While the technology hasn’t yet shaken up the job market, some forecasts are bleak. A recent MIT study estimated that AI can already replace 11.7% of the US workforce.
The entry-level jobs may be hit the hardest, as over 40% of business leaders are planning to replace these roles with AI.
“Gig economy of expertise”
Gad Allon, a professor at the Wharton School of the University of Pennsylvania, wrote in his Substack post that Mercor is described as building a “gig economy of expertise,” similar to Uber for transportation.
He argued that while highly skilled contractors may enjoy premium rates on Mercor, those performing more routine labeling or evaluation work can face instability and downward pressure on their pay.
Precariousness isn’t a new phenomenon in the AI data training industry. There are millions of data workers in the Global South who work on labeling, tagging, and transcribing data, as well as content moderation.

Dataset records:
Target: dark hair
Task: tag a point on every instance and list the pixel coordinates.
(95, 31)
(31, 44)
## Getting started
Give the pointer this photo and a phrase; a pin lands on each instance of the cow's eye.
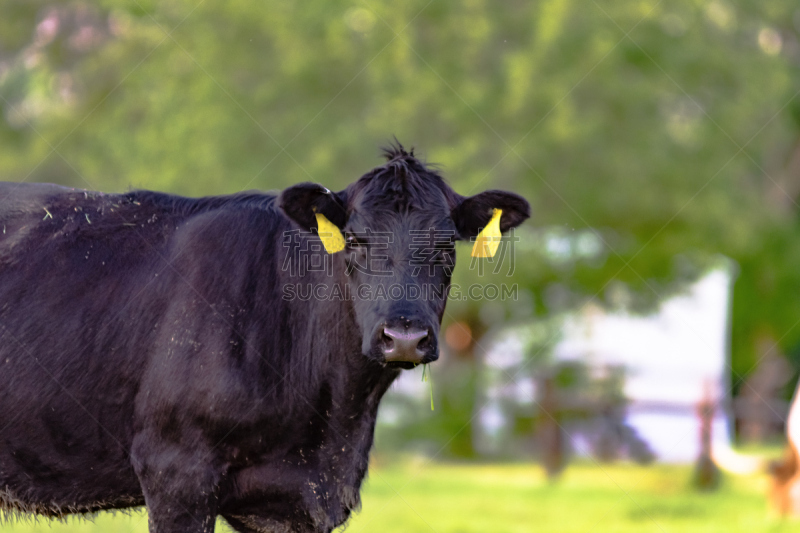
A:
(353, 241)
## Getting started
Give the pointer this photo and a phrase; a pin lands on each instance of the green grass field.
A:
(408, 496)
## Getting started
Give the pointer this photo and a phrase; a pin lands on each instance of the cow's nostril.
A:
(387, 342)
(404, 344)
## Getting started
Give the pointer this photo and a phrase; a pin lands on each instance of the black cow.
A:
(151, 354)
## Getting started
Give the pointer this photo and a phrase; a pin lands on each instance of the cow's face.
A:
(400, 223)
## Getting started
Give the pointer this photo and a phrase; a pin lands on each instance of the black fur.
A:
(148, 355)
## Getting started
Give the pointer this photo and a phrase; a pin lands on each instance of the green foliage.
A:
(649, 136)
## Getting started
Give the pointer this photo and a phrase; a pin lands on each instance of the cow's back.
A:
(84, 281)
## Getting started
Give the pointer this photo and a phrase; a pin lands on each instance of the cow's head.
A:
(399, 223)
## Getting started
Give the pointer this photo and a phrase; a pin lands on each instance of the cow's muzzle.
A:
(407, 346)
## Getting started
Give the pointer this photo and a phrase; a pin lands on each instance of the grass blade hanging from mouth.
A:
(428, 376)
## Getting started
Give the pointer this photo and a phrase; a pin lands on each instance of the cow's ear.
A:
(486, 215)
(316, 208)
(302, 202)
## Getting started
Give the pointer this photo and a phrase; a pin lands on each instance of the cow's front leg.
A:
(179, 482)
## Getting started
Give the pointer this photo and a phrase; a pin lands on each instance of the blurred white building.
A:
(673, 359)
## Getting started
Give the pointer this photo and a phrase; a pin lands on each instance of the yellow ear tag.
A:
(329, 234)
(488, 239)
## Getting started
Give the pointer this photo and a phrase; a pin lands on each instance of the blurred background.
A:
(652, 330)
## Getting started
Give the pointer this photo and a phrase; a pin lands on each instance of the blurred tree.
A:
(651, 137)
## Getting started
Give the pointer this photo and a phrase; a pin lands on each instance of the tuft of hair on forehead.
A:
(395, 150)
(403, 183)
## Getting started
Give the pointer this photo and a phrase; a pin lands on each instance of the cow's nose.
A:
(402, 345)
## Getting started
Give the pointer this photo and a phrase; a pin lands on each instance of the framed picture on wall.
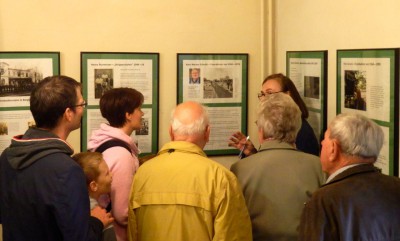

#### BRIEF A:
List the kinds of work that the passage on AI and work says data workers in the Global South do.
#### BRIEF B:
Write what comes next in the passage on AI and work, picking up after its final sentence.
These entries have no connection to the passage on AI and work.

#### EXERCISE ANSWER A:
Labeling, tagging, transcribing data, and content moderation.

#### EXERCISE ANSWER B:
Among them, reports of grueling conditions are common, as workers of so-called “digital sweatshops” are working 20 hours a day or are exposed to large amounts of graphic and hateful content while being paid the bare minimum.
While conditions at Mercor’s differ from those of data workers in the Global South, the company was accused in 2024 of collecting personal information from interview conversations to train its AI models.
The author of a viral LinkedIn post wrote, “These companies record your interview videos and collect data from the forms you fill out, using this information to train their AI models rather than offering real job opportunities or the promised compensation.”